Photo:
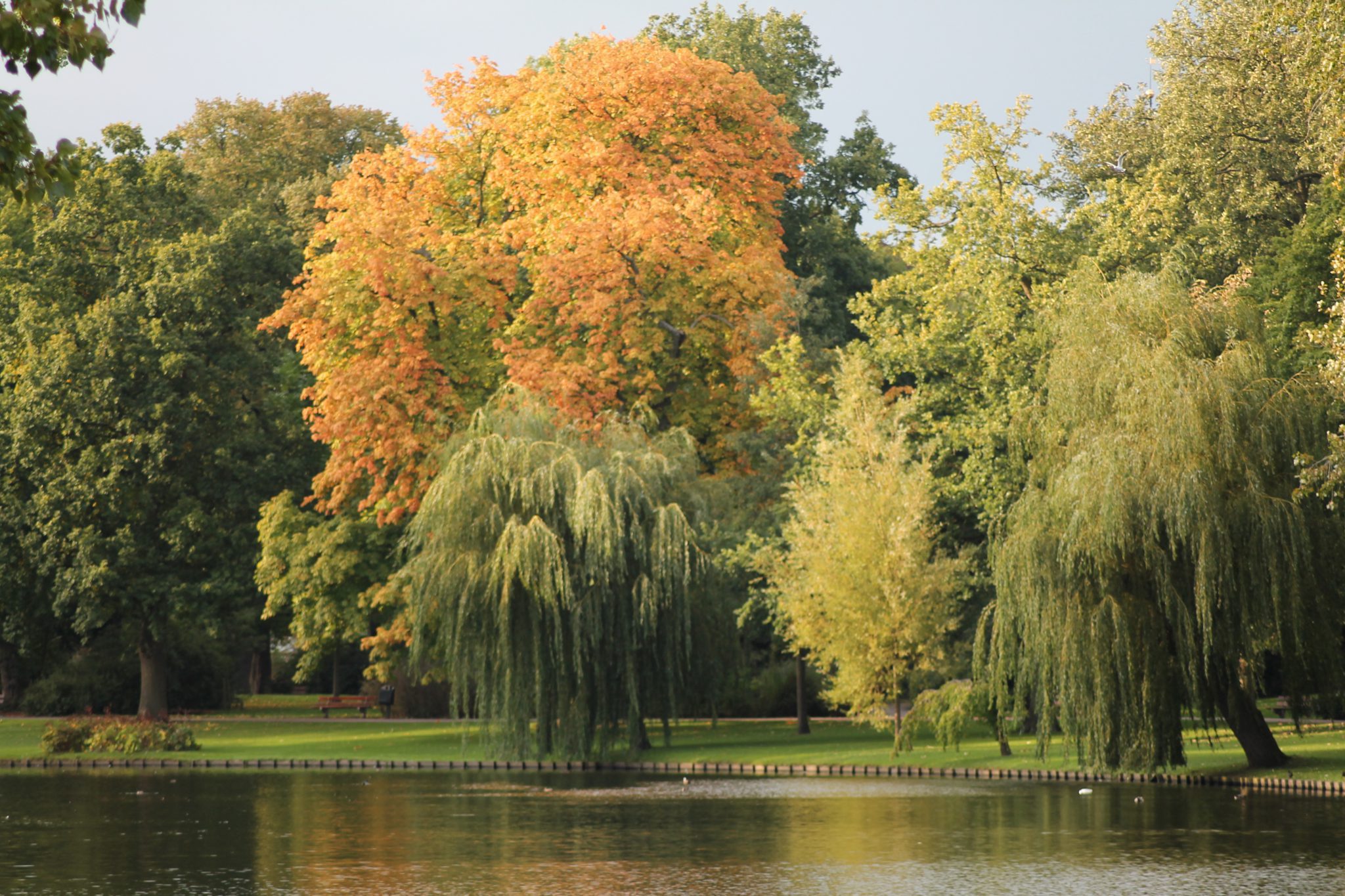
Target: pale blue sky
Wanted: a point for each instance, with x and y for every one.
(898, 58)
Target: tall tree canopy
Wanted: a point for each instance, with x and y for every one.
(556, 576)
(49, 34)
(824, 211)
(147, 426)
(1245, 124)
(1160, 553)
(600, 226)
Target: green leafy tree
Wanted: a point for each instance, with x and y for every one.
(556, 576)
(1243, 121)
(147, 423)
(49, 34)
(982, 255)
(824, 213)
(278, 156)
(277, 160)
(1158, 553)
(326, 574)
(860, 584)
(821, 219)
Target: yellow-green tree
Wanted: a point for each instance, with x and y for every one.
(858, 582)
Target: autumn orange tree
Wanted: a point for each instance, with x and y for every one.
(599, 227)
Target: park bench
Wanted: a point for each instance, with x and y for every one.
(346, 702)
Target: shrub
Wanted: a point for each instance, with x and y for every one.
(68, 735)
(114, 734)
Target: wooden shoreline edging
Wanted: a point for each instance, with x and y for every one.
(1278, 785)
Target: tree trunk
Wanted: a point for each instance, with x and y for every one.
(997, 726)
(1248, 725)
(1028, 725)
(545, 727)
(154, 677)
(9, 677)
(801, 695)
(259, 670)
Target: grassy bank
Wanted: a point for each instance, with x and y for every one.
(1317, 756)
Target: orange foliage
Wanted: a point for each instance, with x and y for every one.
(603, 227)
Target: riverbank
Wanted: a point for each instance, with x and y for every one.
(1315, 756)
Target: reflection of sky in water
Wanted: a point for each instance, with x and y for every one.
(577, 833)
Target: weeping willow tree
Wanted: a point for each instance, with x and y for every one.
(1160, 554)
(553, 576)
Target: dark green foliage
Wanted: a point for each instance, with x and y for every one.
(148, 416)
(822, 215)
(1294, 284)
(104, 675)
(49, 34)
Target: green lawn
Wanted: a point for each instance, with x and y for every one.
(1320, 754)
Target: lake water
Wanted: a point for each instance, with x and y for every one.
(420, 832)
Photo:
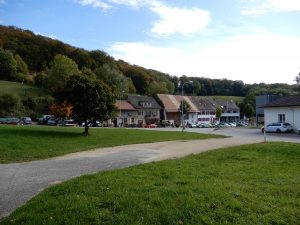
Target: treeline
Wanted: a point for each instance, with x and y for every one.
(31, 58)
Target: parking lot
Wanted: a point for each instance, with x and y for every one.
(243, 132)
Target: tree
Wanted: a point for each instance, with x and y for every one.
(22, 69)
(297, 79)
(9, 104)
(62, 110)
(8, 65)
(249, 110)
(218, 113)
(91, 99)
(186, 107)
(61, 69)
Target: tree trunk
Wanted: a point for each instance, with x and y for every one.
(86, 127)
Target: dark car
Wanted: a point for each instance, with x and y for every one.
(278, 127)
(44, 119)
(26, 121)
(13, 121)
(3, 120)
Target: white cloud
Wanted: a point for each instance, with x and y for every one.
(179, 20)
(94, 3)
(255, 58)
(171, 19)
(264, 6)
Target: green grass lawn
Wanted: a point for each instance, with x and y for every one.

**Aim**
Reproduce all of the records above verbatim, line for line, and omit the pictures from your output.

**Answer**
Photo:
Target: pale blue sky
Wanted: a point for each instance, with x and y for every one.
(898, 58)
Target: tall tree canopy
Wanted: a point for each instance, with x and y for every one.
(556, 576)
(49, 34)
(824, 211)
(147, 426)
(1245, 124)
(1160, 553)
(600, 226)
Target: green leafy tree
Wanted: a point for each instance, with x and y for every one.
(556, 576)
(1243, 121)
(147, 423)
(49, 34)
(982, 255)
(824, 213)
(278, 156)
(277, 160)
(1158, 553)
(326, 574)
(860, 584)
(821, 219)
Target: yellow-green tree
Wanted: a point for each instance, with x and y for every one.
(858, 582)
Target: autumn orange tree
Wanted: a point for each instance, with x and y for every one.
(599, 227)
Target: park bench
Wanted: a point for each instance, with x and y for every one.
(346, 702)
Target: shrub
Wanted: a point for each instance, with x and y for every one.
(68, 735)
(114, 734)
Target: wooden shoreline edging
Wanted: a point for each instance, with x and y for every one.
(1278, 785)
Target: tree trunk
Wanted: a point for each instance, with x and y for every one.
(997, 726)
(1248, 725)
(1028, 725)
(545, 727)
(154, 677)
(9, 677)
(801, 695)
(259, 670)
Target: grassy bank
Wanted: a point for each instance, with x and y for every one.
(1317, 756)
Target: orange foliage
Wanted: a point for each instance, with x and y for every one.
(603, 227)
Target: riverbank
Wanted: a point for each instance, with x and y for every one.
(1315, 756)
Target: reflection of sky in water
Wanted: a point for each instance, with x and y for every one.
(577, 833)
Target: weeping willow tree
Wanted: a point for each instance, with x and y for every one.
(1160, 554)
(553, 576)
Target: dark green foliage
Wanted: a point for each instance, with x and y for every one.
(148, 416)
(822, 215)
(1294, 284)
(104, 675)
(49, 34)
Target: green lawn
Wanted: a point for each instance, with x and y for every one.
(1320, 754)
Target: lake water
Wanted: a point for each instance, with x and y for every one.
(420, 832)
Photo:
Target: treeline
Wanted: a point for each instance, with x and y for every one.
(31, 58)
Target: parking lot
Wanted: a point for each instance, with x and y for every one.
(243, 132)
Target: tree
Wanted: a point for each instance, with x and y for every one.
(22, 69)
(297, 79)
(9, 104)
(62, 110)
(8, 65)
(249, 110)
(218, 113)
(91, 99)
(186, 107)
(61, 69)
Target: tree trunk
Wanted: a point for each instance, with x and y for every one.
(86, 127)
Target: dark car
Wanted: a point for each instance, with x and y for every one.
(278, 127)
(44, 119)
(26, 121)
(13, 121)
(3, 120)
Target: white cloud
Wanted: a point for each instance, with x and y for every one.
(179, 20)
(94, 3)
(255, 58)
(171, 19)
(264, 6)
Target: green grass lawn
Wanted: a point for each instance, with x and y for every one.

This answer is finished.